Text shown START
90% decline in fish populations
Following the 2022 flood and high water two years later, the Stillwater River has become an example of how human alterations of streams, a warming climate and lower water flows affect wild fish.
“Post flood, we as humans wanted to put everything back and protect everything” Giordano said, acknowledging “it was a scary time for property owners and municipalities.”
“I would argue, we went above and beyond on protection,” he added, “and I think the fish are the ones that are going to have the biggest issue from that.”
One bank project isn’t a problem, but when there are many over several years “it’s like death by a thousand cuts,” Giordano said. Rivers forced into a strict channel see increased velocities, higher water temperatures and decreased large and small fish habitat as the stream’s form and function is altered.
All of the post-flood work along the Stillwater’s banks, in addition to new homes being built close to the river’s shore, has come at the same time Montana — in between floods — has seen lower stream flows and hotter weather.
In portions of FWP’s Region 5, which is headquartered in Billings, the result has been a 90% decline in fish populations in the Yellowstone, Stillwater and Clarks Fork Yellowstone rivers over the past 20 years, Giordano said.
Text shown END
Work request:
Revise the stretch of the Stillwater River passage from "All of the post-flood" through "years, Giordano said.", replacing "hotter weather" with "warmer weather".
Dataset records START
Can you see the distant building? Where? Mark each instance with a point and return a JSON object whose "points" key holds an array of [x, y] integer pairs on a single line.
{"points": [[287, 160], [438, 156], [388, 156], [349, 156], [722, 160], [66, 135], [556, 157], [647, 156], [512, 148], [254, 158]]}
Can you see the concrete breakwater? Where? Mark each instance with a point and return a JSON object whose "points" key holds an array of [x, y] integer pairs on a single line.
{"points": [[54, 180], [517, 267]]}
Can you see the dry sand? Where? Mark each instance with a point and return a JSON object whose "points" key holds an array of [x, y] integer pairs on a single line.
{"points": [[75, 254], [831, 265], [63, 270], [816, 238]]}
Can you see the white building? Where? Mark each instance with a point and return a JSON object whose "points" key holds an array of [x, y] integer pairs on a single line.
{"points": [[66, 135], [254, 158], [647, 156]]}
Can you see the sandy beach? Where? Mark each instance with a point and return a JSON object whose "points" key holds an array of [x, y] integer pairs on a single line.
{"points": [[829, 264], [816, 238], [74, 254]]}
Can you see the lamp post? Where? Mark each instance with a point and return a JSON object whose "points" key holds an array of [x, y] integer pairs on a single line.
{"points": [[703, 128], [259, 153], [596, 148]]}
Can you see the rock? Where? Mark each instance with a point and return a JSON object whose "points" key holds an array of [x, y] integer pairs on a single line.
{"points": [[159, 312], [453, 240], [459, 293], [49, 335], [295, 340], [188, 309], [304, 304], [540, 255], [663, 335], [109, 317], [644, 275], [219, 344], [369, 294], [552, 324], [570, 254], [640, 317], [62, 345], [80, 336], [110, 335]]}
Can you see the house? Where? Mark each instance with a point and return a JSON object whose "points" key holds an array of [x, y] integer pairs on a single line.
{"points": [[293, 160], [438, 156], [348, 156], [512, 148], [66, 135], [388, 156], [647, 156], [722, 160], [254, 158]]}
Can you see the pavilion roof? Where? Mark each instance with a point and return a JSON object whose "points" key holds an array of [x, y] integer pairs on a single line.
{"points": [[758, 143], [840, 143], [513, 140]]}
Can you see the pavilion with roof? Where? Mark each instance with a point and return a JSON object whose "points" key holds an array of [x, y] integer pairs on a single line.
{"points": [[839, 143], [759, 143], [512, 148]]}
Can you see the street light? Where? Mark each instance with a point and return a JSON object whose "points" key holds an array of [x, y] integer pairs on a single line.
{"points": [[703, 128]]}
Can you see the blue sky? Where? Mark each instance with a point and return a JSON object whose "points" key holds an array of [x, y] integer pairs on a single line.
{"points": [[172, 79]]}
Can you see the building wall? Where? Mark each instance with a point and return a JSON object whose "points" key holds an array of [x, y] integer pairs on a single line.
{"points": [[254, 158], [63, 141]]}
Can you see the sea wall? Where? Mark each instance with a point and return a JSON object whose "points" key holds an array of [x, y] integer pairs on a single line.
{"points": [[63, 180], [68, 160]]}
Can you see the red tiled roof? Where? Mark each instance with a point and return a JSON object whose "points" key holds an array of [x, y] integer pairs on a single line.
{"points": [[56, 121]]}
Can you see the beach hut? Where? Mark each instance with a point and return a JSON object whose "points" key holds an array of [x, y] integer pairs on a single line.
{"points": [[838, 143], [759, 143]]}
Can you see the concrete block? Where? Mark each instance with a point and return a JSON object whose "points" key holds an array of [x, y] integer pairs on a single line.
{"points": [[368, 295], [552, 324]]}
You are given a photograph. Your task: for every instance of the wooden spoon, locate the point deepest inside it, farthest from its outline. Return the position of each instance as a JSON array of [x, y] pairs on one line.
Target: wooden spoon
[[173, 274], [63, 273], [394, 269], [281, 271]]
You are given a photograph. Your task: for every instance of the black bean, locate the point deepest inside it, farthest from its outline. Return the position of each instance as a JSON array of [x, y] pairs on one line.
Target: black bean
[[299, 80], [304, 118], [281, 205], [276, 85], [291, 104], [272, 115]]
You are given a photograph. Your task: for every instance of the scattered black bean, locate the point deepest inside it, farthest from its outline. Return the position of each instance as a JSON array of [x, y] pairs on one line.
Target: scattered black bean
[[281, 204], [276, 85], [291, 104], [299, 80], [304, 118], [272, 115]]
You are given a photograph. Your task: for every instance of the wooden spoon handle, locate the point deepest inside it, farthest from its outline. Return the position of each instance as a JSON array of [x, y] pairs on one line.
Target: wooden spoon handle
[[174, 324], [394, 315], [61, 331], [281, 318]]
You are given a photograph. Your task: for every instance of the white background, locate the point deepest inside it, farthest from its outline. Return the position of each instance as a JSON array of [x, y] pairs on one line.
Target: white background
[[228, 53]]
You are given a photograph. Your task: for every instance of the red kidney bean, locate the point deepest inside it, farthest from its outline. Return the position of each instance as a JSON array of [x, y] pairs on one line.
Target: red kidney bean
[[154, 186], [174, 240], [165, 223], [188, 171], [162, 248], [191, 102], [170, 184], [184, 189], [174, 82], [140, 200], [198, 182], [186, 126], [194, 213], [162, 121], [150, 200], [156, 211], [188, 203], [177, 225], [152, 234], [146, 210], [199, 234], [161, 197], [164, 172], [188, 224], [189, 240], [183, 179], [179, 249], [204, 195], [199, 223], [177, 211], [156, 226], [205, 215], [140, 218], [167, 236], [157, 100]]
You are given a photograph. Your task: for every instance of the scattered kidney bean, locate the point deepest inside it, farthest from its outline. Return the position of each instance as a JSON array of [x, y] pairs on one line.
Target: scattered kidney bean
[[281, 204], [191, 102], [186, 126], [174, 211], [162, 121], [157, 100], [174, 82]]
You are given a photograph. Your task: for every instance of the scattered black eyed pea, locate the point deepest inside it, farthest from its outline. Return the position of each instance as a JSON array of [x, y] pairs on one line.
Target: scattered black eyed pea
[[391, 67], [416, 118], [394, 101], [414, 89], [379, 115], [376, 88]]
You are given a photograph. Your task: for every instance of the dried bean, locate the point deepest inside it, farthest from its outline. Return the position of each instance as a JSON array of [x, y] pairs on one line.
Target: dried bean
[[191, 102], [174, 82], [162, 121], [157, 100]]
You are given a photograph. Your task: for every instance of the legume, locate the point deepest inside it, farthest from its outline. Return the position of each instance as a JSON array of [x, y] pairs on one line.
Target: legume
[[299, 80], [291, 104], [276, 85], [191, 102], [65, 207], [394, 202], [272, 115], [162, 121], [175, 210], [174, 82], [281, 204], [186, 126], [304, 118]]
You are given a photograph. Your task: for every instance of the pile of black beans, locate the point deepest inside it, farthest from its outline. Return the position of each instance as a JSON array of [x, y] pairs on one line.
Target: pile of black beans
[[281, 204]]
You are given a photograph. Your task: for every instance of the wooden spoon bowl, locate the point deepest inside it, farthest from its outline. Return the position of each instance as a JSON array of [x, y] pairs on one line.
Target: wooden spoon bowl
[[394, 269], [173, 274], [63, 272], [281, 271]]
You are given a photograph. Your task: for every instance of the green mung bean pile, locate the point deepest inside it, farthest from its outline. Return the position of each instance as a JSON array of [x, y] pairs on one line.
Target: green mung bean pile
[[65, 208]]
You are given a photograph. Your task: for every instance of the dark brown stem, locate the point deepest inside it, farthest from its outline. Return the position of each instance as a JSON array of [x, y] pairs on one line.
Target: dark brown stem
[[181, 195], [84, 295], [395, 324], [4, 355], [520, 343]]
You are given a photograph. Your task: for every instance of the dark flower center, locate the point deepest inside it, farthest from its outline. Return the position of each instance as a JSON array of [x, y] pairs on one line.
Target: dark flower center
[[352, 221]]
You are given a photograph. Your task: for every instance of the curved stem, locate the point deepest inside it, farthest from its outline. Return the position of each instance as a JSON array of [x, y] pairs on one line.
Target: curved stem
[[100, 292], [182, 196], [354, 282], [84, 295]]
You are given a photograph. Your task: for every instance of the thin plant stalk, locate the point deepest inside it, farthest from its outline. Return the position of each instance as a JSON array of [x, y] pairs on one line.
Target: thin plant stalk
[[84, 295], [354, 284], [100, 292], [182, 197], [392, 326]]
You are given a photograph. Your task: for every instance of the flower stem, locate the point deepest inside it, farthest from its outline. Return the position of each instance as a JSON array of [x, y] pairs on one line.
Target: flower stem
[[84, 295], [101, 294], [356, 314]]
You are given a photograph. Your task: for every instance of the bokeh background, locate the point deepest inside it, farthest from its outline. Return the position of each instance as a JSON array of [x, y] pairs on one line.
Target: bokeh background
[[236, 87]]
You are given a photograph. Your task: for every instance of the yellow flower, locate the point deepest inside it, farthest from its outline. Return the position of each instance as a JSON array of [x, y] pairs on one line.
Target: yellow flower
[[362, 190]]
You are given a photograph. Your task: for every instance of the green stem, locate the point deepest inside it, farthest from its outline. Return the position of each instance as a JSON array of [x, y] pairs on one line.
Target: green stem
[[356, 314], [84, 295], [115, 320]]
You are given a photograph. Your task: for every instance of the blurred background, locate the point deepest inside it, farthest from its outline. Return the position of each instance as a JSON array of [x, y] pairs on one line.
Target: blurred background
Dataset records END
Result of the task:
All of the post-flood work along the Stillwater’s banks, in addition to new homes being built close to the river’s shore, has come at the same time Montana — in between floods — has seen lower stream flows and warmer weather.
In portions of FWP’s Region 5, which is headquartered in Billings, the result has been a 90% decline in fish populations in the Yellowstone, Stillwater and Clarks Fork Yellowstone rivers over the past 20 years, Giordano said.